● The problem: Reproduce every one of the following lines verbatim, without any alteration.
━━ Dataset content ━━
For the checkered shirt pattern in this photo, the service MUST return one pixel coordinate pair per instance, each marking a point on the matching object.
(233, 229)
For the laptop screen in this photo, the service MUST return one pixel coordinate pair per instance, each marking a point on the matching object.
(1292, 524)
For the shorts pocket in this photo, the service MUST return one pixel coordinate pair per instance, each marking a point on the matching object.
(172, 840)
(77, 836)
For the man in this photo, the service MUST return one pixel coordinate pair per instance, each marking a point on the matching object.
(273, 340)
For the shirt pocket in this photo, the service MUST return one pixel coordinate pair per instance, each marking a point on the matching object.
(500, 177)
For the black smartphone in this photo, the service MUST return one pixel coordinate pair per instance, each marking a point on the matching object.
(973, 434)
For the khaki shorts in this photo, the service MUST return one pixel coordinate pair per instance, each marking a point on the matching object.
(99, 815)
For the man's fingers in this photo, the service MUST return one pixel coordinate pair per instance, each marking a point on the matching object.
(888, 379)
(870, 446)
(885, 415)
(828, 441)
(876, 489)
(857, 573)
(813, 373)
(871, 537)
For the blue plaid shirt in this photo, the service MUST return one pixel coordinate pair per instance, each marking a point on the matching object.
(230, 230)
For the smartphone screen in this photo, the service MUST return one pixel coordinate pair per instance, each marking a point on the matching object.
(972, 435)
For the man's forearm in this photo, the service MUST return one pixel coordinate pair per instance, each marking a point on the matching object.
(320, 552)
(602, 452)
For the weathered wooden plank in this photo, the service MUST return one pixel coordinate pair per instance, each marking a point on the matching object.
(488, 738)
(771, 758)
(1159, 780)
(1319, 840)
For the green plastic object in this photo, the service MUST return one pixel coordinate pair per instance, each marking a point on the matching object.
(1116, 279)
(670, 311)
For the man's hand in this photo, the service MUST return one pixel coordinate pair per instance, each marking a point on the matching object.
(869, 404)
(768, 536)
━━━
● Answer to this exercise:
For the checkered shirt pattern in this photo, the service MUST return one pixel coordinate pair per instance, each marking a point on the matching object.
(233, 229)
For the laptop screen in this photo, the service MUST return one pixel coordinate pair per instance, each marking a point on the matching object.
(1292, 524)
For the shorts pocket in this photo, the service MUST return one pixel coordinate pair per instance, each marking a point on the matching object.
(172, 840)
(77, 836)
For the man in this photo, the service MUST return one pixel coordinate pair per instance, each marking a point on the matching object.
(273, 340)
For the shirt pocket in this photo, the service MUST return one pixel coordinate pair per instance, each marking a point on the matching object.
(500, 177)
For the black smartphone in this photo, the service MUST return one pixel coordinate pair per instance, each marking a point on the matching object.
(973, 434)
For the khaki shorts in this photo, the service MUST return one pixel coordinate pair per instance, each marking a point on the matching object.
(99, 815)
For the man's fingers in this photo, the service MUST return one pixel coordinate pair per instance, each marking a point on the matching object.
(888, 379)
(870, 446)
(885, 415)
(828, 441)
(876, 489)
(857, 573)
(813, 373)
(871, 537)
For the blue plaid shirt in this photo, the service MUST return one pixel coordinate pair per instance, each marking a point on the matching object.
(230, 230)
For the smartphone screen in this photo, the service MUST return one pixel coordinate pair per instance, each marking a point on the matching object.
(972, 435)
For the man's forearm in this photo, the service MUST return one pixel coordinate pair per instance, each marking a point on the matching object.
(320, 552)
(602, 452)
For the weathered wooden plank in this photo, the service MUST return one pixel coordinate pair per instance, each marking a point on the matching object.
(488, 738)
(771, 758)
(1159, 780)
(1319, 840)
For the green plastic object in this photo, the service MUST return one pixel coordinate pair per instance, each marking a point on the matching object.
(1116, 279)
(670, 311)
For the man's hand in this photo, the service MUST return one pixel coordinate pair per instance, each marking a point on the matching object.
(869, 404)
(768, 536)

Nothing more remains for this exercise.